# [WHAT THE EXERCISE ASKS]
Check each line below for "pixels" and report how many have it, nothing else.

# [DATA UNDER STUDY]
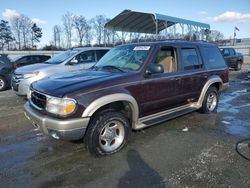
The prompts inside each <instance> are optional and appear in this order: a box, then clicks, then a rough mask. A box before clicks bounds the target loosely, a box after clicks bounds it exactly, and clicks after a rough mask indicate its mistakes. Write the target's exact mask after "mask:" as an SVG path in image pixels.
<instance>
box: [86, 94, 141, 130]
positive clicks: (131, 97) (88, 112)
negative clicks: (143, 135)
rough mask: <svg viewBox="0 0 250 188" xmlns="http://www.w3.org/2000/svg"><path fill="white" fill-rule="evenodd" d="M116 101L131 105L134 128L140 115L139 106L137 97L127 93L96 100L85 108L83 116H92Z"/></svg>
mask: <svg viewBox="0 0 250 188" xmlns="http://www.w3.org/2000/svg"><path fill="white" fill-rule="evenodd" d="M116 102H122V103H123V104H124V103H126V104H128V105H129V108H130V110H131V117H130V120H131V127H132V128H133V129H134V128H135V125H136V122H137V121H138V117H139V107H138V104H137V101H136V100H135V98H134V97H132V96H131V95H129V94H125V93H116V94H110V95H106V96H103V97H100V98H98V99H96V100H94V101H93V102H91V103H90V104H89V105H88V107H87V108H86V109H85V110H84V112H83V114H82V117H91V116H93V115H94V114H95V113H96V112H97V111H98V110H100V109H101V108H102V107H105V106H106V105H109V104H113V103H116Z"/></svg>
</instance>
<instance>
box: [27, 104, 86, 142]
mask: <svg viewBox="0 0 250 188" xmlns="http://www.w3.org/2000/svg"><path fill="white" fill-rule="evenodd" d="M24 110H25V112H24V114H25V116H26V118H27V119H29V120H30V121H31V122H32V124H33V125H34V126H36V127H38V128H39V129H40V130H41V131H42V132H43V133H45V134H48V135H50V136H52V137H53V138H56V139H62V140H79V139H81V138H83V136H84V134H85V131H86V129H87V126H88V123H89V118H76V119H70V120H60V119H55V118H51V117H49V116H47V115H44V114H42V113H40V112H39V111H37V110H35V109H33V108H32V107H31V106H30V105H29V102H27V103H26V104H25V105H24Z"/></svg>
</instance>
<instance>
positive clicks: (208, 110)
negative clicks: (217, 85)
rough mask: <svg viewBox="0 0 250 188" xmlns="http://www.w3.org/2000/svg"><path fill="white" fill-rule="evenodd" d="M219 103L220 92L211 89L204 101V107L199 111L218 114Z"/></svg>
mask: <svg viewBox="0 0 250 188" xmlns="http://www.w3.org/2000/svg"><path fill="white" fill-rule="evenodd" d="M218 102H219V95H218V90H217V88H216V87H210V88H208V90H207V93H206V95H205V97H204V99H203V102H202V107H201V108H200V109H199V111H200V112H201V113H205V114H209V113H212V112H216V110H217V107H218Z"/></svg>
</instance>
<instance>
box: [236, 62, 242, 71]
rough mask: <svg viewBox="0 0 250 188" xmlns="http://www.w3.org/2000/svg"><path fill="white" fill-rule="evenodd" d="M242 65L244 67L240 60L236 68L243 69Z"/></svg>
mask: <svg viewBox="0 0 250 188" xmlns="http://www.w3.org/2000/svg"><path fill="white" fill-rule="evenodd" d="M241 67H242V64H241V62H238V63H237V67H236V69H235V70H238V71H239V70H241Z"/></svg>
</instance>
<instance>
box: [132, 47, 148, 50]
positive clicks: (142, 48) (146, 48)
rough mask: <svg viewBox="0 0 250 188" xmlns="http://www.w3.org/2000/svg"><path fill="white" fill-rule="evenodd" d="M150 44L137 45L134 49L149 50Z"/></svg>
mask: <svg viewBox="0 0 250 188" xmlns="http://www.w3.org/2000/svg"><path fill="white" fill-rule="evenodd" d="M149 49H150V46H136V47H134V50H149Z"/></svg>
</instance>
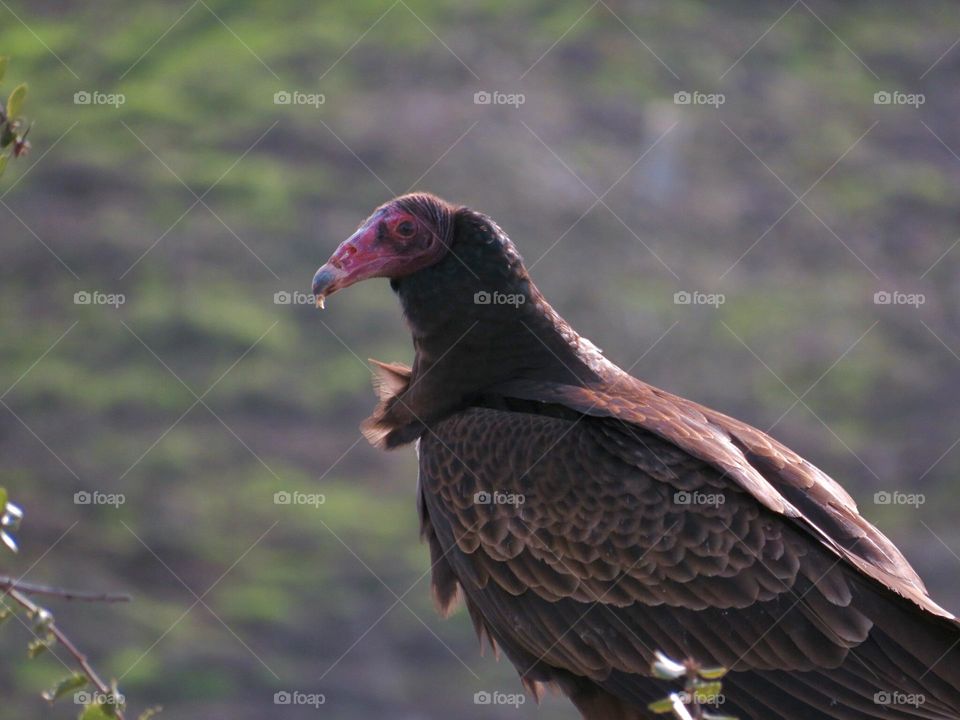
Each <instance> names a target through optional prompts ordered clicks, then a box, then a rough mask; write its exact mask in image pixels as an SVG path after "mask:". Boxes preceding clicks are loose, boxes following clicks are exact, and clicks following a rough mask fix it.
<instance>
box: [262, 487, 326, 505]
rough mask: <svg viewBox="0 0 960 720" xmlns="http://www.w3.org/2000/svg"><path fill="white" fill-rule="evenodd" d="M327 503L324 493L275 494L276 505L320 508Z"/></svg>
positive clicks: (273, 500)
mask: <svg viewBox="0 0 960 720" xmlns="http://www.w3.org/2000/svg"><path fill="white" fill-rule="evenodd" d="M326 501H327V496H326V495H324V494H323V493H304V492H299V491H296V490H295V491H294V492H287V491H286V490H280V491H279V492H275V493H274V494H273V504H274V505H311V506H313V507H320V506H321V505H323V504H324V503H325V502H326Z"/></svg>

# [YOUR SOLUTION]
2